Brasília vive mais um capítulo de tensão institucional. A Ordem dos Advogados do Brasil decidiu subir o tom contra a continuidade do Inquérito nº 4.781, conhecido como Inquérito das Fake News, em tramitação no Supremo Tribunal Federal. A entidade defende que a Corte estabeleça um limite claro para o encerramento da investigação, argumentando que a duração prolongada do procedimento coloca em debate garantias fundamentais.
Aberto em 2019, o inquérito apura a disseminação de desinformação, ataques e ameaças contra ministros da Suprema Corte. Sob relatoria do ministro Alexandre de Moraes, o procedimento resultou em uma série de medidas judiciais ao longo dos últimos anos. Para aliados da investigação, trata-se de instrumento necessário para proteger as instituições democráticas. Já para críticos, o prolongamento indefinido levanta questionamentos sobre segurança jurídica e equilíbrio entre poderes.
A manifestação da Ordem dos Advogados do Brasil foi direcionada ao presidente do STF, ministro Edson Fachin, com pedido de diálogo institucional e definição de parâmetros mais objetivos.
O posicionamento ganhou contornos políticos com o apoio público de Kaio Saraiva, que defendeu uma postura mais firme por parte das instituições representativas da advocacia.

- [SEÇÃO DE DADOS]
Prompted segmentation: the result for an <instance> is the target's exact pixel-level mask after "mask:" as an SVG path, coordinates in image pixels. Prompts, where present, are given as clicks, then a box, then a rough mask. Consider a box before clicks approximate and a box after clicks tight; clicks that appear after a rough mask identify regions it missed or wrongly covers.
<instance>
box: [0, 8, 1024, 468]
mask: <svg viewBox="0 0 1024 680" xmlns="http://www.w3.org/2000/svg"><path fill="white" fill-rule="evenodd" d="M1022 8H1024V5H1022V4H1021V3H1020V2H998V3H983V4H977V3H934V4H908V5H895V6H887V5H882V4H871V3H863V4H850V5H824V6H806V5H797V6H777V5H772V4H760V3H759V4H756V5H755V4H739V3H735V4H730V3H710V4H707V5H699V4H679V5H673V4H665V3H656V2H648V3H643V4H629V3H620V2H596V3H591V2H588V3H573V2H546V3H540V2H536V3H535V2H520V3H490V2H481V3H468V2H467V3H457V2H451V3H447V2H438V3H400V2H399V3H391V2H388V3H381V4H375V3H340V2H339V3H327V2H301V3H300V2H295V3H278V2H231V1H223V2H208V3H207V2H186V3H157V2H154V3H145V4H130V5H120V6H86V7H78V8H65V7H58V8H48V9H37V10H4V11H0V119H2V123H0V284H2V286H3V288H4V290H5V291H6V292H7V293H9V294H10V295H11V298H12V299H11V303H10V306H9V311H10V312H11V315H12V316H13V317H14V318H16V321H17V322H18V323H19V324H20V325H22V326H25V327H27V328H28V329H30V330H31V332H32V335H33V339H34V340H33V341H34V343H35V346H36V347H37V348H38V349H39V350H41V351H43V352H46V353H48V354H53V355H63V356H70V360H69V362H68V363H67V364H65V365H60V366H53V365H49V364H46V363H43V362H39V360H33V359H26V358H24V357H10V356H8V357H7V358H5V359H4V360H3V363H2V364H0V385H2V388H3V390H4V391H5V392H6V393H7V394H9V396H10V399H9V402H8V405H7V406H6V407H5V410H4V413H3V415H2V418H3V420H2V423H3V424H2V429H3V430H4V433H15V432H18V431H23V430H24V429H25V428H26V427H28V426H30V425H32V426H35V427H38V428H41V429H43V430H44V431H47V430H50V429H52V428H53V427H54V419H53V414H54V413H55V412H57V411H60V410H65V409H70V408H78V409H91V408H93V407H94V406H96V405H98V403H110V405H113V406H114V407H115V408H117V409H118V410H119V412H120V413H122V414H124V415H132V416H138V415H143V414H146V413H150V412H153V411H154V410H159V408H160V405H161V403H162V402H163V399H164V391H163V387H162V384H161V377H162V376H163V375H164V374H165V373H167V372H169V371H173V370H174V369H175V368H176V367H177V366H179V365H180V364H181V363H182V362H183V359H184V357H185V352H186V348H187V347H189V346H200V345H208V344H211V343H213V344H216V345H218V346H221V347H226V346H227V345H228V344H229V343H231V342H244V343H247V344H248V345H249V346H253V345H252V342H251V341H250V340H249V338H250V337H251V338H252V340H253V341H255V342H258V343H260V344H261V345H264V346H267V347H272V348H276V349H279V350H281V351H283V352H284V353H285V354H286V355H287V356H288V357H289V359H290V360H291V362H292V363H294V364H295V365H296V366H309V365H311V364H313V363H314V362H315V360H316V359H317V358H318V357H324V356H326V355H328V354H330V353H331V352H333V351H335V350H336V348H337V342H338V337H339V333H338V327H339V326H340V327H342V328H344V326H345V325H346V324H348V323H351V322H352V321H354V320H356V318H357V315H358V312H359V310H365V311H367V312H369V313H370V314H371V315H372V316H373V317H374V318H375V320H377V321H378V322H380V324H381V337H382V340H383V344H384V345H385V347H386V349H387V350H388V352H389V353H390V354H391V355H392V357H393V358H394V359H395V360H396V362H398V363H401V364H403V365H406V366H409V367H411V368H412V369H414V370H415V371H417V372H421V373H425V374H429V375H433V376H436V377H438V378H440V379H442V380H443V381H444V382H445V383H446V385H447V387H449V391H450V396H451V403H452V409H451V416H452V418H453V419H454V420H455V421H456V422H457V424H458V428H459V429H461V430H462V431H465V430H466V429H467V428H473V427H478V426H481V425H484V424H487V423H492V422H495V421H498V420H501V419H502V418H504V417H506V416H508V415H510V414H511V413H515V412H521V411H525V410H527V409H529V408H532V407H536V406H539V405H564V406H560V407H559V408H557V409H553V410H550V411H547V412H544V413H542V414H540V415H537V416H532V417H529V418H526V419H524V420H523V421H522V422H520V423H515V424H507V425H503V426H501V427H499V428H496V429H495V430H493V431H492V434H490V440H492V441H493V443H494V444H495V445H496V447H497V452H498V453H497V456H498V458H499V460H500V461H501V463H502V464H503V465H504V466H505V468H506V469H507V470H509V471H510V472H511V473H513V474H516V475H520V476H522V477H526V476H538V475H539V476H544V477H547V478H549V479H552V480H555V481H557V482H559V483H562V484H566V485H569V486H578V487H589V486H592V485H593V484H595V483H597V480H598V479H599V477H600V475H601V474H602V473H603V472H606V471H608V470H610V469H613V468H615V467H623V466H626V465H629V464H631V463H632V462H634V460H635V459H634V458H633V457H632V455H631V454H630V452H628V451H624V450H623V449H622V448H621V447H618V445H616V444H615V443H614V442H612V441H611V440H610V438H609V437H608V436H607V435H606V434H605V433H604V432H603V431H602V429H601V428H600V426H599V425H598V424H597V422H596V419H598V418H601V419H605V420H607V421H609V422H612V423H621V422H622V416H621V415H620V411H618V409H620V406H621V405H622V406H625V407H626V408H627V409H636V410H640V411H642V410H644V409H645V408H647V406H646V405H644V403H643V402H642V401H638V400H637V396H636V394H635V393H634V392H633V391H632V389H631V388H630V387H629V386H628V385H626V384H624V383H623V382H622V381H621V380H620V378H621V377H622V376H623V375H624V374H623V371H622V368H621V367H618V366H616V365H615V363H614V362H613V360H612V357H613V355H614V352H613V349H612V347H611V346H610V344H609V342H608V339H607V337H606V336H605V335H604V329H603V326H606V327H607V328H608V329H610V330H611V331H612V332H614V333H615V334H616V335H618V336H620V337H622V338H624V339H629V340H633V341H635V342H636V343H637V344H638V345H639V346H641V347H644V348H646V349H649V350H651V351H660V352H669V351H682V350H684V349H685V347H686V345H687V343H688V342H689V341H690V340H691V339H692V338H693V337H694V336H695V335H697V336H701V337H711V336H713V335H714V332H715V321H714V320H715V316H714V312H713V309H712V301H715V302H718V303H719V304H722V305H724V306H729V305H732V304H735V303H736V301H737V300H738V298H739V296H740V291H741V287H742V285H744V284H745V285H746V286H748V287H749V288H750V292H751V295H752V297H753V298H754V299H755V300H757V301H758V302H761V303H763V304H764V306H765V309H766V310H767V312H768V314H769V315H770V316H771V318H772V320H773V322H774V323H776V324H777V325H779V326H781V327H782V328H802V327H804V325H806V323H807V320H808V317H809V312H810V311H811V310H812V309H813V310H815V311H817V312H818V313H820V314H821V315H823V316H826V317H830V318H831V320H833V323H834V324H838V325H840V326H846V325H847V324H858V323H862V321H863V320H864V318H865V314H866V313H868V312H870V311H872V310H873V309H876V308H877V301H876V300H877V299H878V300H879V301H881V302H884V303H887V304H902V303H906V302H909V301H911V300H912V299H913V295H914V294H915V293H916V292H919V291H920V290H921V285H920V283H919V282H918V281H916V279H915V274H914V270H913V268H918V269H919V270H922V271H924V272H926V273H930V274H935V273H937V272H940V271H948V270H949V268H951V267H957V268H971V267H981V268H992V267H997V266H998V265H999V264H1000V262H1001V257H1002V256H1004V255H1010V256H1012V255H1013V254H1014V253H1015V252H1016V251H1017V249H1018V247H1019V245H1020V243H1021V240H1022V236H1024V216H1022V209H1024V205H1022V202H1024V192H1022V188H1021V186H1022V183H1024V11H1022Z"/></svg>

- [SUA TAREFA]
Prossiga com o texto acima sobre o Inquérito das Fake News, dando-lhe continuidade a partir do ponto em que termina.

- [RESULTADO ESPERADO]
“Esses posicionamentos precisam ser cada vez mais firmes. O país está enfrentando um momento muito difícil. A advocacia nos vê falar por ela. Precisamos mostrar a indignação”, declarou.
Nos bastidores, a leitura é de que a pressão da OAB amplia o debate público sobre os limites do poder investigatório no âmbito do próprio Supremo. O gesto também sinaliza que parte da classe jurídica busca protagonismo no atual cenário político, marcado por polarização e disputas narrativas.
A movimentação ocorre em um momento sensível para o país, em que decisões do STF têm repercussão direta no ambiente político. Ao entrar no debate, a OAB reforça a tensão entre a defesa das instituições e a cobrança por garantias constitucionais claras.
O episódio tende a intensificar a discussão sobre equilíbrio entre Poder Judiciário, advocacia e atores políticos, colocando novamente o Inquérito das Fake News no centro do tabuleiro institucional brasileiro.